BEGIN Records supplied
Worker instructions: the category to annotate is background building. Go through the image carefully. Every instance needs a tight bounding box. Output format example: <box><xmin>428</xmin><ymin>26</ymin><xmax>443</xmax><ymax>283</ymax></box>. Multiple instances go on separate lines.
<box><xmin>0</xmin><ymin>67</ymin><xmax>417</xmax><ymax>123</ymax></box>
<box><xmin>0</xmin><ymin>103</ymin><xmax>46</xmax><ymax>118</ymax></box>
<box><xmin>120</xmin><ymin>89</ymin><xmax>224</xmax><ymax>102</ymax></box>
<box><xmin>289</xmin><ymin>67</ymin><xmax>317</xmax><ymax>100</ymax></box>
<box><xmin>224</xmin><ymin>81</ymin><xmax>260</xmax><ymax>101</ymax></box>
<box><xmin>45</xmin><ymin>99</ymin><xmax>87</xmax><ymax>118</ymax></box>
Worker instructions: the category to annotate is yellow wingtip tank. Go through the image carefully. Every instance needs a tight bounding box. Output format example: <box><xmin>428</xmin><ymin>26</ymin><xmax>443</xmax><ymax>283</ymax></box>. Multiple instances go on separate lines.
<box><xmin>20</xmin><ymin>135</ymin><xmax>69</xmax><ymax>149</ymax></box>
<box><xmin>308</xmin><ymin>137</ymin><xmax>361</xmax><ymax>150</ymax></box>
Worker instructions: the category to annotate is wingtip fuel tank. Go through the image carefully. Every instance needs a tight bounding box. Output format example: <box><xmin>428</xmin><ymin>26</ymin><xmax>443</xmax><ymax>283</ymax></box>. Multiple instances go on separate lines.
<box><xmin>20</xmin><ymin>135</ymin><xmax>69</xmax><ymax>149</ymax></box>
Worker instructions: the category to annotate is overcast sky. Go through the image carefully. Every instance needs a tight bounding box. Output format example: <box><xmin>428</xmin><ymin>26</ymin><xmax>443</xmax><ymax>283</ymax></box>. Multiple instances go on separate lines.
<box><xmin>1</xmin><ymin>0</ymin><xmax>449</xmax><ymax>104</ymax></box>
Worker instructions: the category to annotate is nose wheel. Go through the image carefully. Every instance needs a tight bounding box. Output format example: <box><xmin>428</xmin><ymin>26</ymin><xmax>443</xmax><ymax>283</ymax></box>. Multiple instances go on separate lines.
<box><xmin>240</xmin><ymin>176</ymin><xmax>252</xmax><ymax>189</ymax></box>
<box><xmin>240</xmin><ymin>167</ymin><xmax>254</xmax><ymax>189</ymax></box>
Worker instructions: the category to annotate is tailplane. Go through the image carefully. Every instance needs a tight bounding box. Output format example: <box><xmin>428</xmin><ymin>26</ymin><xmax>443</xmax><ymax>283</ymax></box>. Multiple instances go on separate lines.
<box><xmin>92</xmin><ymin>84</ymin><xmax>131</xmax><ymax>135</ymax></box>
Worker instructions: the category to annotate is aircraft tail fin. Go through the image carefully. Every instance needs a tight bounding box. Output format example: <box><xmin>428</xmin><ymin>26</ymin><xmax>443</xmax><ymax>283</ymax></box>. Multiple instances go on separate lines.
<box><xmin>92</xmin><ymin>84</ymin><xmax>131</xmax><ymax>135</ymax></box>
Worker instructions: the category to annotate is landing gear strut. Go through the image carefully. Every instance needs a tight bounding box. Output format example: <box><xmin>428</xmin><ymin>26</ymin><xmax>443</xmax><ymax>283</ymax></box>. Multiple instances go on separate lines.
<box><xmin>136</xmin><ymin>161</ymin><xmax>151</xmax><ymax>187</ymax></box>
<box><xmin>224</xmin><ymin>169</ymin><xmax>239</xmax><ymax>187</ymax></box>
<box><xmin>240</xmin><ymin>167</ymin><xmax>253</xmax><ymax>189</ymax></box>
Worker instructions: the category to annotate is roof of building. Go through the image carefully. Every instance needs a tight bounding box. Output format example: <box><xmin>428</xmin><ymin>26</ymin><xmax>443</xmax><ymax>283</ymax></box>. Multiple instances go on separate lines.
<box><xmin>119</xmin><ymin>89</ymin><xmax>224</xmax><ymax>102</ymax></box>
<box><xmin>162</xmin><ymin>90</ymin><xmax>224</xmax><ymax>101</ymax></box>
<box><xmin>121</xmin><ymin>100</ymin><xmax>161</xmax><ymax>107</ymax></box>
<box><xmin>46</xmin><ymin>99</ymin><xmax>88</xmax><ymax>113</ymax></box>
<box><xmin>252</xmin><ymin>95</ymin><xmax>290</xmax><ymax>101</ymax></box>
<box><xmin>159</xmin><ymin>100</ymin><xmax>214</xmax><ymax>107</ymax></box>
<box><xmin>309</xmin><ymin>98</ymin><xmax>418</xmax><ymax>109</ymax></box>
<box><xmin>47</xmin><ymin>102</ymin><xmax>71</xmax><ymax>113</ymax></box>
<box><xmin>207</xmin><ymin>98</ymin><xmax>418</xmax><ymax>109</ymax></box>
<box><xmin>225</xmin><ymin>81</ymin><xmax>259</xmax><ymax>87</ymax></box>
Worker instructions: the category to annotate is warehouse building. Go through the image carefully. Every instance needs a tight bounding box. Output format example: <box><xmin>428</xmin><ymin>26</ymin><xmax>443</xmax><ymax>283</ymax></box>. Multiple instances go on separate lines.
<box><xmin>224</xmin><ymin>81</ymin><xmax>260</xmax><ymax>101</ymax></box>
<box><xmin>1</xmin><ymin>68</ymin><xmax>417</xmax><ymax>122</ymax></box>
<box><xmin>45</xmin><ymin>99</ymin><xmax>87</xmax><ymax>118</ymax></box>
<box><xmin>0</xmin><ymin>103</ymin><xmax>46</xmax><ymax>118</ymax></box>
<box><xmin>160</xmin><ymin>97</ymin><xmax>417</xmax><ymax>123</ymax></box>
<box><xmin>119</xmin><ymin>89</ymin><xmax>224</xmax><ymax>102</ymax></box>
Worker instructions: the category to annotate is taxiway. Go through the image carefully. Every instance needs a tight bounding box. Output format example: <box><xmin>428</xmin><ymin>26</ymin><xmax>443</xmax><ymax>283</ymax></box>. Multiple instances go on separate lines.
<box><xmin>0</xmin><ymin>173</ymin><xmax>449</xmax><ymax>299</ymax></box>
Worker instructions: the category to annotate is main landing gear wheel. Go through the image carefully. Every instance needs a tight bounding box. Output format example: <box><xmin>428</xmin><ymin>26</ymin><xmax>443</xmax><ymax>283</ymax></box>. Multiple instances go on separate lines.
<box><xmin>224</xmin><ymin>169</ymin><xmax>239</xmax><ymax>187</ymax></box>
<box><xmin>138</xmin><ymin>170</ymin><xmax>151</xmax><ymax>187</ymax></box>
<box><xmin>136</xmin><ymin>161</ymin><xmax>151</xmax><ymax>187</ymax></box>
END Records supplied
▸ Try it
Write out precisely the lines from the one holding "Worker instructions: the category to annotate is taxiway." through the end of the material, including both of those ends.

▸ Answer to the problem
Worker instructions: the category to annotate is taxiway. Go through the image carefully. Every instance needs a tight bounding box. Output format example: <box><xmin>428</xmin><ymin>26</ymin><xmax>443</xmax><ymax>283</ymax></box>. Multiple instances go on separate lines.
<box><xmin>0</xmin><ymin>173</ymin><xmax>449</xmax><ymax>299</ymax></box>
Worker instructions: the category to annotate is main landing gear wheel. Go through the image carefully. Every instance needs a tight bounding box. Output format example: <box><xmin>428</xmin><ymin>26</ymin><xmax>443</xmax><ymax>283</ymax></box>. Multiple instances go on separate lines.
<box><xmin>224</xmin><ymin>169</ymin><xmax>239</xmax><ymax>187</ymax></box>
<box><xmin>138</xmin><ymin>170</ymin><xmax>151</xmax><ymax>187</ymax></box>
<box><xmin>136</xmin><ymin>161</ymin><xmax>151</xmax><ymax>187</ymax></box>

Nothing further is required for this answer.